◆ What to work on:
A word-for-word copy of the listing, free of images, is the expected answer.

◆ Source material:
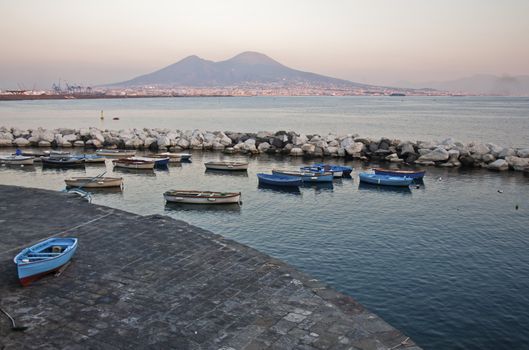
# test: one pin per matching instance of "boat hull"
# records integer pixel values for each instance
(89, 182)
(279, 180)
(62, 162)
(115, 153)
(229, 166)
(17, 160)
(191, 197)
(128, 164)
(385, 180)
(414, 174)
(31, 264)
(306, 176)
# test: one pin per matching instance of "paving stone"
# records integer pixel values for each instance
(139, 282)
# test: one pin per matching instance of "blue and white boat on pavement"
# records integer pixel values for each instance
(385, 180)
(43, 258)
(279, 180)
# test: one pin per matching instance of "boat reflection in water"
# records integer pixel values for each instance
(293, 190)
(215, 172)
(390, 189)
(224, 208)
(319, 186)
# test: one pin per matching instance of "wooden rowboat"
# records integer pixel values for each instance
(115, 153)
(43, 258)
(306, 176)
(414, 174)
(17, 160)
(133, 164)
(385, 180)
(202, 197)
(94, 182)
(231, 166)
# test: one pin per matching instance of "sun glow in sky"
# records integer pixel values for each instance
(372, 41)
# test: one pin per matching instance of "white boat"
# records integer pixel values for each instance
(94, 182)
(133, 164)
(202, 197)
(17, 160)
(226, 165)
(115, 153)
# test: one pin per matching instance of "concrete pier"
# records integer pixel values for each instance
(154, 282)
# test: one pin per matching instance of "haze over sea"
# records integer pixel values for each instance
(500, 120)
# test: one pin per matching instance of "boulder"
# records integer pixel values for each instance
(308, 148)
(478, 148)
(437, 155)
(21, 142)
(44, 144)
(516, 163)
(498, 165)
(488, 158)
(355, 149)
(407, 148)
(296, 152)
(299, 140)
(523, 153)
(263, 146)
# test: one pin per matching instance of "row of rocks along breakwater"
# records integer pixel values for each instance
(446, 153)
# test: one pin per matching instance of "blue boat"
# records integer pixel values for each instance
(43, 258)
(346, 170)
(306, 176)
(414, 174)
(386, 180)
(279, 180)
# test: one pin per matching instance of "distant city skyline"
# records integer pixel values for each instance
(376, 42)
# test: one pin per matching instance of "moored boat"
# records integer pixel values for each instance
(346, 170)
(64, 162)
(202, 197)
(44, 257)
(306, 176)
(17, 160)
(232, 166)
(94, 182)
(176, 157)
(133, 164)
(279, 180)
(414, 174)
(115, 153)
(159, 162)
(386, 180)
(321, 169)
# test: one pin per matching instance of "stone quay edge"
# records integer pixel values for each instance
(154, 282)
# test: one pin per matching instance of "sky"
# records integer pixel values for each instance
(369, 41)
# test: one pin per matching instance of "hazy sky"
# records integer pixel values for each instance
(372, 41)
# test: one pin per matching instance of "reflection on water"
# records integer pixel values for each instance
(279, 189)
(377, 188)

◆ Completed exercise:
# test: one pin per matching instance of "boat hull"
# records integer pixel values for each instance
(89, 182)
(279, 180)
(62, 162)
(115, 153)
(229, 166)
(17, 160)
(191, 197)
(128, 164)
(385, 180)
(414, 174)
(31, 264)
(306, 176)
# test: one pin per matching instance of "paving stone"
# records integer pixel values for each instance
(139, 282)
# test: one pin per matching instance of "blue and white boat on pavement"
# records integer pixel values for each instance
(385, 180)
(43, 258)
(279, 180)
# test: one pin per matching instance of "boat reflection in water"
# records integer pixel values for each instance
(293, 190)
(215, 172)
(390, 189)
(224, 208)
(319, 186)
# test: one pin per matching instance of "wooden rowboat"
# records integer pixel values for each instance
(115, 153)
(43, 258)
(306, 176)
(414, 174)
(17, 160)
(133, 164)
(385, 180)
(202, 197)
(94, 182)
(231, 166)
# test: one pin per matching instance of "sun glow in sky"
# records integer pixel values for each instance
(372, 41)
# test: one pin per matching instance of "white boat"
# records integer pixel values for each instance
(94, 182)
(133, 164)
(202, 197)
(17, 160)
(226, 165)
(115, 153)
# test: one pin per matching instance of "concrete pier"
# records integer pixel values for each instance
(154, 282)
# test: one pin per matching instance of "haze over sea"
# records integer pixel values for each instance
(500, 120)
# test: one pin per matching instance of "boulder"
# records integer pixel values for each instance
(308, 148)
(478, 148)
(437, 155)
(21, 142)
(44, 144)
(516, 163)
(498, 165)
(488, 158)
(355, 149)
(407, 148)
(296, 152)
(299, 140)
(523, 153)
(263, 146)
# test: one pin per matching instance of "row of rocks along breakwater"
# records integer pixel values for each instance
(446, 153)
# test: one pin per matching instance of "blue boat"
# records integer pixel values for each instance
(43, 258)
(346, 170)
(306, 176)
(414, 174)
(386, 180)
(279, 180)
# test: one pin per matching instance of "distant city skyline"
# records integer pixel values for each instance
(376, 42)
# test: one pin per matching instance of "moored boat"
# records integer pixel values for each instance
(346, 170)
(64, 162)
(202, 197)
(44, 257)
(306, 176)
(17, 160)
(232, 166)
(94, 182)
(176, 157)
(133, 164)
(279, 180)
(414, 174)
(115, 153)
(159, 162)
(386, 180)
(321, 169)
# test: one pin per matching instance of "stone quay edge"
# records integer pixel values for each instance
(154, 282)
# test: one pin per matching instance of "sky"
# records integer pixel values for each instance
(369, 41)
# test: one pin per matching instance of "hazy sky"
# records integer pixel values for each instance
(372, 41)
# test: one pin per matching instance of "reflection on water"
# records integer pixel values for each instance
(279, 189)
(377, 188)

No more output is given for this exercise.